__Task statement__. Continue the post on bent normals, starting with the sentence that would follow its last one.

---------- Passage provided

Many popular engines have them and even document it, but unfortunately some of those documentations I stumbled across were not enough for me to really illustrate the full effects of bent normals. Not only that the application of bent normals to regular shading I found to be a bit of a mystery.

Well, I hope with my post here I can at the very least help explain and show you bent normals, how to generate them, and more importantly the actual applications of bent normals and what they can be used to do (in the context of object shaders). After taking the plunge and diving into it myself and implementing it in my projects, I find it to be quite transformative, I hope you will too!

What are Bent Normals?

Before getting into Bent Normals, you need to be familiar with Ambient Occlusion.

Ambient Occlusion Map of the Gray Rocks Texture Asset from PolyHaven

Ambient Occlusion is a technique used to calculate the occlusion/darkening of light in areas. It’s intended to solve part of a bigger problem in rendering, that being Global Illumination. When objects get close to each other a soft shadowing or darkening effect starts to appear, this is because the light rays that are normally lighting the objects are now being blocked by each other.

In the occlusion map up above you can see that the rocks on the surface are mostly white, but as you look deeper into the crevices and cracks the shadowing increases because there is more geometry around blocking light.

Now this final occlusion map texture is usually just a single-scalar value used to darken the final lighting.

Left: Generated Bent Normal Map | Right: Normal Map

Bent Normals can be viewed as an extension of ambient occlusion maps. Instead of storing the single final “occlusion” scalar value, it stores the average least occluded direction of light.

In simpler terms, it’s the same as a surface normal map, except the original surface normals are shifted/biased away from dark areas and towards the the light. This direction is made up of 3 values (X, Y, Z) and gets stored in a texture map just like a regular normal map.

--------------------
---------- Listed records

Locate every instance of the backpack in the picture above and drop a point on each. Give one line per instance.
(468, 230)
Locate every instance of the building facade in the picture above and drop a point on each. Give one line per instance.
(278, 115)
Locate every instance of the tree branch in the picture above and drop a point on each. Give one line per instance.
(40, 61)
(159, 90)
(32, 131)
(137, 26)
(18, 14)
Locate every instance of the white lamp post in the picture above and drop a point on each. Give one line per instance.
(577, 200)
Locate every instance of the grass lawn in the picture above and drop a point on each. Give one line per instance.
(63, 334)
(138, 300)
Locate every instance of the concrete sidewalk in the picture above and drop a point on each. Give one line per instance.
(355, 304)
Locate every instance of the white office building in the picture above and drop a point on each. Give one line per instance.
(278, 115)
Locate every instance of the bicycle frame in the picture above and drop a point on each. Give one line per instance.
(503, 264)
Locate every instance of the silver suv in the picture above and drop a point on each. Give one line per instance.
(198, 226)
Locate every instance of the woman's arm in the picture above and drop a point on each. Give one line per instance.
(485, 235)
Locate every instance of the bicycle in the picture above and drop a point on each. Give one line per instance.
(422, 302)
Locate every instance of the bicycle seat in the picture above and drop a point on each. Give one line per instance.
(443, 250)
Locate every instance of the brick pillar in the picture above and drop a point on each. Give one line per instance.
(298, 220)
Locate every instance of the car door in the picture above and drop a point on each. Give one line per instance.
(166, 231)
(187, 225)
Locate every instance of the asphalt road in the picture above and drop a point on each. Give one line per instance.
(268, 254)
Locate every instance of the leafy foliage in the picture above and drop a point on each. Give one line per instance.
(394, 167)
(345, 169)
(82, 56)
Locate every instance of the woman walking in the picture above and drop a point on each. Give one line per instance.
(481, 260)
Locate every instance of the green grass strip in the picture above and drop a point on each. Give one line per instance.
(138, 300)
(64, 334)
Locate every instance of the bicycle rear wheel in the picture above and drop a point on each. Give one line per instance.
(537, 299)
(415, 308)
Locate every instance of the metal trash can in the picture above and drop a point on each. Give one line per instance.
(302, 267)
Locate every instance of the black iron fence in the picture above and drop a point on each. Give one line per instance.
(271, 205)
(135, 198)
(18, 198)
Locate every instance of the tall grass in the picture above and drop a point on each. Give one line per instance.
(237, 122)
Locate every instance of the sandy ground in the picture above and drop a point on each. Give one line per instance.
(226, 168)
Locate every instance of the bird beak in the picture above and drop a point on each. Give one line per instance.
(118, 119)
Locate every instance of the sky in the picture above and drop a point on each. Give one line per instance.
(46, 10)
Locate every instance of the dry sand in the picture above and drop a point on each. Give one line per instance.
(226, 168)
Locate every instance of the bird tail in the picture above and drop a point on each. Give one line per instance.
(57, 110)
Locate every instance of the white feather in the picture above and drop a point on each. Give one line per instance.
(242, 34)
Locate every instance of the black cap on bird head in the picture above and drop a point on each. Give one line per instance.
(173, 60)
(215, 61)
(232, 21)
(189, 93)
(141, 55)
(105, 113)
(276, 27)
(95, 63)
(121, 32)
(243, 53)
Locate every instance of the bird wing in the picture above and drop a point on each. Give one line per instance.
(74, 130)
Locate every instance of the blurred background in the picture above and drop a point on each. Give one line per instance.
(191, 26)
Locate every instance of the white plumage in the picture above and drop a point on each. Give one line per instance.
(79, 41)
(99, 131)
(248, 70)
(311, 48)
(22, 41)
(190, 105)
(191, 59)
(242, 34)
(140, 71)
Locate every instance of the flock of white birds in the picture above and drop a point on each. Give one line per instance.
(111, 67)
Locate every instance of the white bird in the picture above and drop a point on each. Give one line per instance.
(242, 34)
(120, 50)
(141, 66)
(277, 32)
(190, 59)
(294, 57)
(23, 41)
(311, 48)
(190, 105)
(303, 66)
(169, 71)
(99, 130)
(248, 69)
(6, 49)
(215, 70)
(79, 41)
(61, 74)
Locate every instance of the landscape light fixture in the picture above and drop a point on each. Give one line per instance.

--------------------

__Written response__.
Why?

This is the important question, and the question I was left wondering… why?

I won’t write all of the possible questions, but these were the main ones questions that I wanted answers to before I was convinced to use them in my projects.

Why should I bother using a bent normal map?

If you want to bump up the quality of your shading, without adding too much cost bent normals are a good way to start. In this post I share a couple of the main cases where using bent normals has great benifits.

For instance using bent normals to shade objects from global illumination (or indirect lighting) sources like light probes, or using it to calculate a term for specular occlusion to improve the quality of your specular/reflections.

They can also be used for more artistic control if your going for a specific look, i.e. you want to exagerate bounce light coming from direct lights.

Will bent normals replace normal maps?

No! They dont replace normal maps. Normal maps are still critical for describing surface detail, especially for direct lighting responses.

Bent normals on the other hand are only used for supplement lighting terms. Sampling global illumination is one example.

Will bent normals will cost an extra texture sample?

This is correct for the most part, Bent Normals are basically another normal map that you have to sample and deal with. Memory and performance wise this can be a huge deterrent.

But…

It’s actually possible to combine bent normals with regular normal maps! (I share some code later on how to do this) That way you only have to deal with just 1 texture in the end, which is good for keeping memory and performance tight.

The only expense really is some more instructions to recalculate a component and lug around a “bent normal direction” vector in the shader, along with some additional terms that you can calculate later for improving shading thanks to the bent normal vector.

Are bent normals really worth it?

If your project uses a lot of static lighting, I think bent normals are a must. Either with lightmaps or with light probes. Even if you also have real-time lighting and provide data to objects in your scene in the form of probes, or an irradiance volume bent normals can help you out there.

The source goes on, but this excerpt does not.